=== Required work ===
**a)** From the Lucky Mobile article, list every date or month-and-year it gives.
**b)** Decide whether each statement agrees with the Lucky Mobile article. Answer yes or no for each, and quote the deciding words.
(i) Lucky Mobile launched on December 4, after being announced on December 1, 2017.
(ii) Public Mobile is owned by Rogers Communications.
(iii) The April 2018 speed tests showed maximum download speeds of around 10 Mbps.
**c)** Print the part of the Lucky Mobile article that opens with the words containing "Lucky Mobile is" and closes with "(owned by Telus).".

=== Extracted text ===
▬▬▬▬▬▬

Lucky Mobile is a Canadian prepaid mobile virtual network operator and a subsidiary of Bell Canada. Founded in December 2017, Lucky Mobile operates on the Bell Mobility network alongside fellow subsidiary Virgin Plus. It targets the same market segment as discount mobile brands Chatr (owned by Rogers Communications) and Public Mobile (owned by Telus).

History 
After being announced on December 1, 2017, Lucky Mobile launched on December 4. At launch, the network is available for users in 17 metro areas in Canada. The launch was viewed as a way for BCE to compete with the discount mobile brands Chatr and Public Mobile operated by its competitors Rogers Communications and Telus, respectively. Like Chatr, Lucky Mobile offers a limited selection of low end smartphones for sale outright. In March 2018, the carrier's service area expanded to include Saskatchewan and Manitoba.

Network 
Lucky Mobile operates as a mobile virtual network operator offering pre-paid calling, texting, and 3G and 4G throttled speed data running on Bell Mobility's 4G network with pre-paid plans in select Canadian markets. In independent speed tests conducted in April 2018, although the Lucky Mobile network shows as 4G on users’ mobile phones, speed tests show maximum download speeds around 3 Mbps which would indicate that speeds on the Lucky Mobile network are indeed throttled.

▬▬▬▬▬▬

=== Supplied material ===
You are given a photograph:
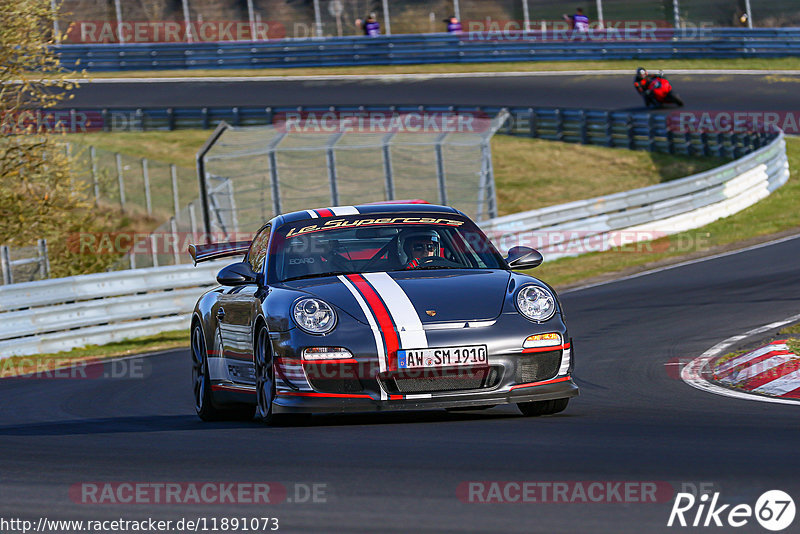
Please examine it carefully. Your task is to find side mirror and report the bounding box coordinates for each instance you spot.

▬▬▬▬▬▬

=== Complete answers ===
**a)**
- December 2017
- December 1, 2017
- December 4
- March 2018
- April 2018

**b)**
(i) Yes: "After being announced on December 1, 2017, Lucky Mobile launched on December 4."
(ii) No: "Public Mobile (owned by Telus)"
(iii) No: "speed tests show maximum download speeds around 3 Mbps"

**c)**
Lucky Mobile is a Canadian prepaid mobile virtual network operator and a subsidiary of Bell Canada. Founded in December 2017, Lucky Mobile operates on the Bell Mobility network alongside fellow subsidiary Virgin Plus. It targets the same market segment as discount mobile brands Chatr (owned by Rogers Communications) and Public Mobile (owned by Telus).